§ DOCUMENT EXCERPT:
Finally, Docker needs to be prepared for using the GPU hardware. Check that the NVidia drivers are actually installed using nvidia-smi:
pyramidtestuser@pyramidtestvm:/mnt/PYRAMID-HiPIMS$ nvidia-smi
Wed Apr 13 12:48:49 2022
+-----------------------------------------------------------------------------+
| NVIDIA-SMI 510.47.03 Driver Version: 510.47.03 CUDA Version: 11.6 |
|-------------------------------+----------------------+----------------------+
| GPU Name Persistence-M| Bus-Id Disp.A | Volatile Uncorr. ECC |
| Fan Temp Perf Pwr:Usage/Cap| Memory-Usage | GPU-Util Compute M. |
| | | MIG M. |
|===============================+======================+======================|
| 0 Tesla V100-PCIE... On | 00000001:00:00.0 Off | Off |
| N/A 30C P0 24W / 250W | 0MiB / 16384MiB | 0% Default |
| | | N/A |
+-------------------------------+----------------------+----------------------+
+-----------------------------------------------------------------------------+
| Processes: |
| GPU GI CI PID Type Process name GPU Memory |
| ID ID Usage |
|=============================================================================|
| No running processes found |
+-----------------------------------------------------------------------------+
We then need to add the NVidia Container Toolkit for Docker, which integrates into the Docker Engine to provide GPU support.

§ DATA EXCERPTS:
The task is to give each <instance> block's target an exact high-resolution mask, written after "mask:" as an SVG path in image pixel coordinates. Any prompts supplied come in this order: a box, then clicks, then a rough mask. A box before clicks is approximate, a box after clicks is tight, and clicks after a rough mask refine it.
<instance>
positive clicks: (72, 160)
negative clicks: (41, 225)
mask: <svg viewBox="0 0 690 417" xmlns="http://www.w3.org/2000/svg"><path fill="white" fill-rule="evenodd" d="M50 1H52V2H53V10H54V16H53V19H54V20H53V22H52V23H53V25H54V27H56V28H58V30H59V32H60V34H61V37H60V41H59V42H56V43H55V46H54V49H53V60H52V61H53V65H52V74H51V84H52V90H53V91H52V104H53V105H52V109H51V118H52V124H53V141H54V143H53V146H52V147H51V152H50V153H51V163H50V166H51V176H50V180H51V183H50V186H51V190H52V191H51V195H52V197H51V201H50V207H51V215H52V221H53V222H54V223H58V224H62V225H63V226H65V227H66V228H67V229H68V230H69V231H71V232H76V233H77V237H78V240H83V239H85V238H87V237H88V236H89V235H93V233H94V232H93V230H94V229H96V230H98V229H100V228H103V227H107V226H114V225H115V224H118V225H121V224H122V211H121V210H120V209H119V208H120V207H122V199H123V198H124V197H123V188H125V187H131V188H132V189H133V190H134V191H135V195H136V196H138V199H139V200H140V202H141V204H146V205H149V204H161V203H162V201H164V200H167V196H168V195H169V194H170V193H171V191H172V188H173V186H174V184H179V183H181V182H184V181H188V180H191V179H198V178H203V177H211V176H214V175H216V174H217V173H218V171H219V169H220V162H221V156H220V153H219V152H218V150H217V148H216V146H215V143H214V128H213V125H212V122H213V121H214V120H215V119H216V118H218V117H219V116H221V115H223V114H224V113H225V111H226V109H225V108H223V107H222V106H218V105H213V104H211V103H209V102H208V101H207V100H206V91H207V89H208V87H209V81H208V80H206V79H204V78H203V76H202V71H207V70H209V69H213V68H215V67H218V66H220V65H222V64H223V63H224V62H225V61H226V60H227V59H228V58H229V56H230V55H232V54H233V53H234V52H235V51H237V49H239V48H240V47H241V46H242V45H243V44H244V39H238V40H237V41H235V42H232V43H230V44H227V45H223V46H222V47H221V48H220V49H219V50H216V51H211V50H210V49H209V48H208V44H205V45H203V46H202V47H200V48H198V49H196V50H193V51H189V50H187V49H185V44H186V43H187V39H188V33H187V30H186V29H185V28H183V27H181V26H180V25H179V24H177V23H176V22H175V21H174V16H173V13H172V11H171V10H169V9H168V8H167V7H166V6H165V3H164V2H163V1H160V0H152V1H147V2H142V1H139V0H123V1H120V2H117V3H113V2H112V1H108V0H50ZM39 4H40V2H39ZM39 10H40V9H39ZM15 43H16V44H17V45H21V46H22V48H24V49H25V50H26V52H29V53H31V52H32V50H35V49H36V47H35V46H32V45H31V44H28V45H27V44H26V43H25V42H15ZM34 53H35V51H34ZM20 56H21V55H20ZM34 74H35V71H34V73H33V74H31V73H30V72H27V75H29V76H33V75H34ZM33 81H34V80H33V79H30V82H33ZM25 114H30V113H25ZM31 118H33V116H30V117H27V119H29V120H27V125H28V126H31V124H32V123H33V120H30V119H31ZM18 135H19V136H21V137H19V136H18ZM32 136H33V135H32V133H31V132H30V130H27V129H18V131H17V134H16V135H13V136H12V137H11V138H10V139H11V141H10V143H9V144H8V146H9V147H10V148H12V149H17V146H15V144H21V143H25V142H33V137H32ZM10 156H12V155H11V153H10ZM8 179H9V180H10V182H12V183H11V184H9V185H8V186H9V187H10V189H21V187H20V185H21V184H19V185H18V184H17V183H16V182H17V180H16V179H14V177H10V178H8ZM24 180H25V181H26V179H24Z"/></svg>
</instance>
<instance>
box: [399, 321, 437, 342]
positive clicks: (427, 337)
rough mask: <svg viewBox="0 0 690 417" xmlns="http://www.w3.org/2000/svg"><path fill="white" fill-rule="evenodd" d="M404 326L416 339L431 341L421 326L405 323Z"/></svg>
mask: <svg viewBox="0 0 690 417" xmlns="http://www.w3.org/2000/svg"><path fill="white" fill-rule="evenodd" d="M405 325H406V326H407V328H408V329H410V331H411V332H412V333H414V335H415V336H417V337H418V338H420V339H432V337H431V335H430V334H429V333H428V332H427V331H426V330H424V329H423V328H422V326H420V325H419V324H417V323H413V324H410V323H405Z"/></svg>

§ WORK ORDER: Copy out the Docker GPU setup excerpt above in full, keeping every word, symbol and line of the command output unchanged.

§ YOUR RESPONSE:
Finally, Docker needs to be prepared for using the GPU hardware. Check that the NVidia drivers are actually installed using nvidia-smi:
pyramidtestuser@pyramidtestvm:/mnt/PYRAMID-HiPIMS$ nvidia-smi
Wed Apr 13 12:48:49 2022
+-----------------------------------------------------------------------------+
| NVIDIA-SMI 510.47.03 Driver Version: 510.47.03 CUDA Version: 11.6 |
|-------------------------------+----------------------+----------------------+
| GPU Name Persistence-M| Bus-Id Disp.A | Volatile Uncorr. ECC |
| Fan Temp Perf Pwr:Usage/Cap| Memory-Usage | GPU-Util Compute M. |
| | | MIG M. |
|===============================+======================+======================|
| 0 Tesla V100-PCIE... On | 00000001:00:00.0 Off | Off |
| N/A 30C P0 24W / 250W | 0MiB / 16384MiB | 0% Default |
| | | N/A |
+-------------------------------+----------------------+----------------------+
+-----------------------------------------------------------------------------+
| Processes: |
| GPU GI CI PID Type Process name GPU Memory |
| ID ID Usage |
|=============================================================================|
| No running processes found |
+-----------------------------------------------------------------------------+
We then need to add the NVidia Container Toolkit for Docker, which integrates into the Docker Engine to provide GPU support.